» **EXCERPT TO READ**
Back to solving our problem

We will define and register a custom-resource of type Mysql with our cluster. This custom-resource will allow us to define a database with set CPU, memory, and storage resources. Also, like all other Kubernetes resources types, there will be a place to store the current status in the custom-resource. We will also need to create a controller which uses the Kubernetes Client machinery to implement the Kubernetes controller pattern so it can handle the lifecycle of Mysql resources.

We will not be producing a production grade MySQL controller/operator. It will be missing a lot of features which for example MySQL Operator for kubernetes or VMware Tanzu SQL with MySQL for Kubernetes provide. Those features include ability to have read replicas, perform automated backups, provide seamless version upgrades, etc. Instead, our goal is to showcase how to write a controller using Kubernetes Client for Java and spring-boot which does something useful.

Our Mysql CRD is defined as:

apiVersion: apiextensions.k8s.io/v1
kind: CustomResourceDefinition
metadata:
  name: mysqls.fnjoin.com
spec:
  scope: Namespaced
  group: fnjoin.com
  names:
    plural: mysqls
    singular: mysql
    kind: Mysql
  versions:
    - name: v1
      served: true
      storage: true
      schema:
        openAPIV3Schema:
          type: object
          properties:
            spec:
              type: object
              properties:
                cpu:
                  type: string
                memory:
                  type: string
                storage:
                  type: string
            status:
              type: object
              properties:
                ready:
                  type: boolean
                conditions:
                  type: array
                  items:
                    type: object
                    properties:
                      type:
                        type: string
                      status:
                        type: string
                      lastTransitionTime:
                        type: string
                        format: date-time
      additionalPrinterColumns:
        - name: storage
          type: string
          jsonPath: .spec.storage
          description: Storage capacity allocated
        - name: memory
          type: string
          jsonPath: .spec.memory
          description: Memory allocated
        - name: cpu
          type: string
          jsonPath: .spec.cpu
          description: CPU millis allocated
        - name: ready
          type: string
          jsonPath: .status.ready
          description: Is MySql resource ready

In addition to what is described above, our resource will also include a metadata section. The metadata section is inherited by all Kubernetes resources, it has a standard structure, and we don’t need to define it in our CRD. With this CRD applied to the cluster, we can define a Mysql resource like:

apiVersion: fnjoin.com/v1
kind: Mysql
metadata:
  name: db-1
spec:
  storage: 256Mi
  memory: 128Mi
  cpu: 250m

Notice that our CRD defined a status section but we didn’t set any status details ourselves when creating a Mysql resource. Maintaining the status section of a resource is one of the main things a controller takes care of. Our controller will also do that. The other thing that our controller needs to do is to create and maintain child resources when needed.

» **REQUIREMENT 1**
In the Mysql custom-resource excerpt, rewrite the paragraph beginning "We will not be producing" as a short bulleted list that keeps its main facts.
» **REQUIREMENT 2**
Answer these questions from the Mysql custom-resource excerpt.
(a) What group does the Mysql CRD belong to?
(b) How much storage does the resource named db-1 specify?
(c) Besides maintaining the status section, what else does the controller need to do?
» **REQUIREMENT 3**
In the Mysql custom-resource excerpt, write out the passage starting with "apiVersion: fnjoin.com/v1" and going on through "resources when needed.", and swap "db-1" for "db-2".

» **ENTRIES SUPPLIED**
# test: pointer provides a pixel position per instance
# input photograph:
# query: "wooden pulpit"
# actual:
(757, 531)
==
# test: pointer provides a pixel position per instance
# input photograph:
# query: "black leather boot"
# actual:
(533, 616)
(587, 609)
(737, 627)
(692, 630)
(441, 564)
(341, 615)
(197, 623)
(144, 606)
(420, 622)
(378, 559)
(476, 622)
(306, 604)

» **COMPLETE RESPONSE 1**
- The result will not be a production-grade MySQL controller/operator.
- It will lack many features of MySQL Operator for Kubernetes or VMware Tanzu SQL with MySQL for Kubernetes, such as read replicas, automated backups and seamless version upgrades.
- The goal is to show how to write a controller that does something useful, using Kubernetes Client for Java and spring-boot.

» **COMPLETE RESPONSE 2**
(a) fnjoin.com
(b) 256Mi
(c) Create and maintain child resources when needed.

» **COMPLETE RESPONSE 3**
apiVersion: fnjoin.com/v1
kind: Mysql
metadata:
  name: db-2
spec:
  storage: 256Mi
  memory: 128Mi
  cpu: 250m

Notice that our CRD defined a status section but we didn’t set any status details ourselves when creating a Mysql resource. Maintaining the status section of a resource is one of the main things a controller takes care of. Our controller will also do that. The other thing that our controller needs to do is to create and maintain child resources when needed.